TEXT EXTRACT |
▼
- Born: Tashkent, Uzbekistan
- Education: National University of Uzbekistan; Institute of Mathematics, Tashkent
- Awards: Mathematics Prize of the Academy of Sciences of the Republic of Uzbekistan (1999); TWAS Prize for Young Scientists in Developing Countries (2005); Fellow of The World Academy of Sciences (elected 2022)
- Scientific career
- Fields: Mathematics, mathematical physics, operator theory, dynamical systems, quantum probability
- Workplaces: United Arab Emirates University; International Islamic University Malaysia; University of Aveiro; National University of Uzbekistan
- Thesis: Markov States and Quadratic Operators Defined on von Neumann Algebras

= Farrukh Mukhamedov =

Uzbek mathematician and professor

Farrukh Mukhamedov is an Uzbek mathematician and professor in the Department of Mathematical Sciences at United Arab Emirates University.

In 2005, he received The World Academy of Sciences (TWAS) prize for Young Scientists, and in 2022, he was elected a fellow member of TWAS in the mathematical sciences section and is a corresponding fellow of International Core Academy of Sciences and Humanities.

== Education ==
Mukhamedov obtained an MSc in pure mathematics with distinction from the National University of Uzbekistan and completed his PhD in 1998.

In 2005, he defended a DSc (Habilitation) degree, at the National University of Uzbekistan.

== Academic career ==
Mukhamedov worked as a graduate student at the Institute of Mathematics of the Academy of Sciences of Uzbekistan, a junior scientific fellow at the same institute, a postdoctoral researcher at the National University of Uzbekistan, an associate professor there, and a senior scientific fellow.

In 2005, Mukhamedov held a postdoctoral position at the University of Aveiro in Portugal. He subsequently joined the Faculty of Science at International Islamic University Malaysia, where he was promoted from associate professor to professor. From 2009 to 2015, Mukhamedov was a Junior Associate of the International Centre for Theoretical Physics (ICTP). In 2016, he joined the Department of Mathematical Sciences at the United Arab Emirates University as a professor.
▲
WRITTEN TASKS |
**A.** Rewrite the passage of the Farrukh Mukhamedov biography that begins at the words "In 2005, he received" and stops after "University of Uzbekistan.", changing "pure mathematics" to "applied mathematics".
**B.** How might the Farrukh Mukhamedov biography go on? Write the next part, starting right after its last sentence.
The rows that come next are separate material with no connection to the Farrukh Mukhamedov biography.

Stored data
▼
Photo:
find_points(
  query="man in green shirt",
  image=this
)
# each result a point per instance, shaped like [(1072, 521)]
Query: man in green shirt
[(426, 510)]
▲
▼
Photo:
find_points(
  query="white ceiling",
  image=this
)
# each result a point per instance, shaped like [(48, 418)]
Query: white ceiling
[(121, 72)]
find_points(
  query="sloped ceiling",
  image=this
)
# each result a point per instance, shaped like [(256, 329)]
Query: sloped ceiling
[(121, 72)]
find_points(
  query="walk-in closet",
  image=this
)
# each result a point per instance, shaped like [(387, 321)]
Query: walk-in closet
▲
▼
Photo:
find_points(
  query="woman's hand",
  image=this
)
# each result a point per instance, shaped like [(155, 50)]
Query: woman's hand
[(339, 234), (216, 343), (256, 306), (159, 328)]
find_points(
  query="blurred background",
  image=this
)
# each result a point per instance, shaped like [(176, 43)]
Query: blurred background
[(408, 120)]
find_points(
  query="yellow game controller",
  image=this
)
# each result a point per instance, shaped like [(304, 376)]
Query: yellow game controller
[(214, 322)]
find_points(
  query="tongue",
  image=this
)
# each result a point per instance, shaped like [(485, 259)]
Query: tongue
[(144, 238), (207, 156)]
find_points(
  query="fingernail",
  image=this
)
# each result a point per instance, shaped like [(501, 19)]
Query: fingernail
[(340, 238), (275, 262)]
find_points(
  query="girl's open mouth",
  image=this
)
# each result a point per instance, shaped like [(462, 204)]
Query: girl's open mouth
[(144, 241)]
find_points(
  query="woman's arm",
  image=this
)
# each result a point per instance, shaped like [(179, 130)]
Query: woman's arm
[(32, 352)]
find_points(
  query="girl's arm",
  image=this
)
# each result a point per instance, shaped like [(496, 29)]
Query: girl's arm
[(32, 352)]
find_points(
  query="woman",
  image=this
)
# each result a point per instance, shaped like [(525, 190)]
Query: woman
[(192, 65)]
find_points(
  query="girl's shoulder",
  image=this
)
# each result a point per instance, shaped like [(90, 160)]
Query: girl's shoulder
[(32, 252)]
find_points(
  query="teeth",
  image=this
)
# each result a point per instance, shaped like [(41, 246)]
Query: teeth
▲
EXPECTED RESULTS |
**A.**
In 2005, he received The World Academy of Sciences (TWAS) prize for Young Scientists, and in 2022, he was elected a fellow member of TWAS in the mathematical sciences section and is a corresponding fellow of International Core Academy of Sciences and Humanities.

== Education ==
Mukhamedov obtained an MSc in applied mathematics with distinction from the National University of Uzbekistan and completed his PhD in 1998.

In 2005, he defended a DSc (Habilitation) degree, at the National University of Uzbekistan.

**B.**
== Research ==
Mukhamedov's research has contributed to several areas of pure mathematics, including quantum probability, ergodic theory, dynamical systems, and p-adic analysis. In quantum probability, he applied methods from statistical mechanics to establish the existence of phase transitions in quantum Markov chains and disproved a conjecture concerning the occurrence of type III₁ factors in systems with non-trivial Hamiltonian interactions. He developed the theory of quantum quadratic operators and related stochastic processes. In p-adic mathematics, Mukhamedov established results in p-adic statistical mechanics, including the study of phase transitions, and contributed to the development of p-adic dynamical systems by proving the existence of chaotic behavior in p-adic Potts models.

== Editorial activities ==
Mukhamedov has served on editorial boards of p-Adic Numbers, Ultrametric Analysis and Applications, Open Journal of Mathematical Analysis, Open Systems & Information Dynamics, and the Uzbek Mathematical Journal.

== Honours and fellowship ==
In 1999, Mukhamedov received the Mathematics Prize of the Academy of Sciences of the Republic of Uzbekistan. In 2005, he received the TWAS Prize for Young Scientists in Developing Countries.

Mukhamedov is a corresponding fellow of the International Core Academy of Sciences and Humanities (CORE Academy). In 2022, He was elected a fellow of The World Academy of Sciences in the mathematical sciences section. He is also a fellow of the Industry Academy of the International Artificial Intelligence Industry Alliance.

== Selected publications ==
- Mukhamedov, Farrukh (2004). "On Gibbs measures of p-adic Potts model on the Cayley tree"
- Mukhamedov, Farrukh (2004). "On Gibbs Measures of Models with Competing Ternary and Binary Interactions and Corresponding von Neumann Algebras"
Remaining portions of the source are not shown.